**TEXT TO READ:**
And when Mexican American women watched a narrative featuring Latinas, they were more pulled into the story, identified more with the characters, and felt stronger emotions.

Transportation, identification, and emotion all helped explain shifts in knowledge, attitudes, and behavioral intentions.

When we make communities the source, not just the subject, we protect the details, voice, emotion, and humanity that make the story work in the first place.

https://pubmed.ncbi.nlm.nih.gov/24347679/

📝 Message Makeover:

Before: “Subject.”
After: “Source.”

Source changes the power dynamic. It reminds us that the community is not just material for the message.

They are where the language, meaning, emotion, humor, frustration, pride, truth, and meaning should come from.

🛠️ The PHacilitator’s Corner: When You’re Not the Best Messenger

There will always be stories you are not the best person to tell.

When you are not the best messenger, your job is to clarify the role you can play.

Ask yourself:

1. Who is closest to this story?
Who has the lived experience, context, language, and stakes?

**DATA RECORDS:**

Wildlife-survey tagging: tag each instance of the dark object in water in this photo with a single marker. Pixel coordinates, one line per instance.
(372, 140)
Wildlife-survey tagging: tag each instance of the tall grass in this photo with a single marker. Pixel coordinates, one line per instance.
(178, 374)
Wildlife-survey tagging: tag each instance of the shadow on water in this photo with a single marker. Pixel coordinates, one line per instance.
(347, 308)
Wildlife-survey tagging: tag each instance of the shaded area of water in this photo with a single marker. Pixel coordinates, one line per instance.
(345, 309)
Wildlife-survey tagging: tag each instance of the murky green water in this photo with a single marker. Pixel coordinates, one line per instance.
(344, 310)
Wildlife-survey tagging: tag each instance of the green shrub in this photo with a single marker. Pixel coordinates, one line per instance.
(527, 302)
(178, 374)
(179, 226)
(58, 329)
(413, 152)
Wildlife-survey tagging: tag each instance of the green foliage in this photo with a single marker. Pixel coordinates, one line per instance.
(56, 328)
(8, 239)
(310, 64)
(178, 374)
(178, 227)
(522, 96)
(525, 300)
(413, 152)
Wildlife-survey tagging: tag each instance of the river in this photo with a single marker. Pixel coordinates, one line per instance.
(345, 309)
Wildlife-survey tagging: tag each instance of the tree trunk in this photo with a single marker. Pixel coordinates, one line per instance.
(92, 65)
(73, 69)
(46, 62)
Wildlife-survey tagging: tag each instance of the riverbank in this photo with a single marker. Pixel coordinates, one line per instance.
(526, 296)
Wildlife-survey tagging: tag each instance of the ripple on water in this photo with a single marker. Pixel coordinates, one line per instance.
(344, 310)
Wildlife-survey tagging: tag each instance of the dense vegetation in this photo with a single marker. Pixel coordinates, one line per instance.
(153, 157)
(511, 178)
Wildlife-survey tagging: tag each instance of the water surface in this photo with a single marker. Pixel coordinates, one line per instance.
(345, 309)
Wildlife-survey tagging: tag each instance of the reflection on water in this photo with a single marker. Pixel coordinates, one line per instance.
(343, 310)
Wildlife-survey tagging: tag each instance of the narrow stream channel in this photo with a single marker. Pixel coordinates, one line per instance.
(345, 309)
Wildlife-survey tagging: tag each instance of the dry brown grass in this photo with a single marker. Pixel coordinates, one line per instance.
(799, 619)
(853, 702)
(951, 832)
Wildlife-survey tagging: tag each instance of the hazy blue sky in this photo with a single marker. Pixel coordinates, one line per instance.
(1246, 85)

**TASKS TO CARRY OUT:**
A. In the text on making communities the source of stories, which three factors helped explain shifts in knowledge, attitudes, and behavioral intentions?
B. Extend the text on making communities the source of stories, picking up after its final line.

**TASK-BY-TASK ANSWERS:**
A. Transportation, identification, and emotion.

B.
2. What role am I actually playing?
Am I the messenger, the facilitator, the platform, the editor, the connector, or the person holding the mic?

3. Am I creating room or taking up room?
Is my presence helping people speak for themselves, or am I becoming the center of a story that is not mine?

4. Have I made consent clear and refusal easy?
People should know how their words may be used, and they should be able to skip, pause, stop, or say no without pressure.

5. Will the final version still honor the source?
Before you publish, post, present, or pitch it, ask: Does this protect the person’s voice, context, dignity, and meaning?

Sharing is caring, so share the stage.

I haven’t signed off in a while, wow, my bad

How’d I do?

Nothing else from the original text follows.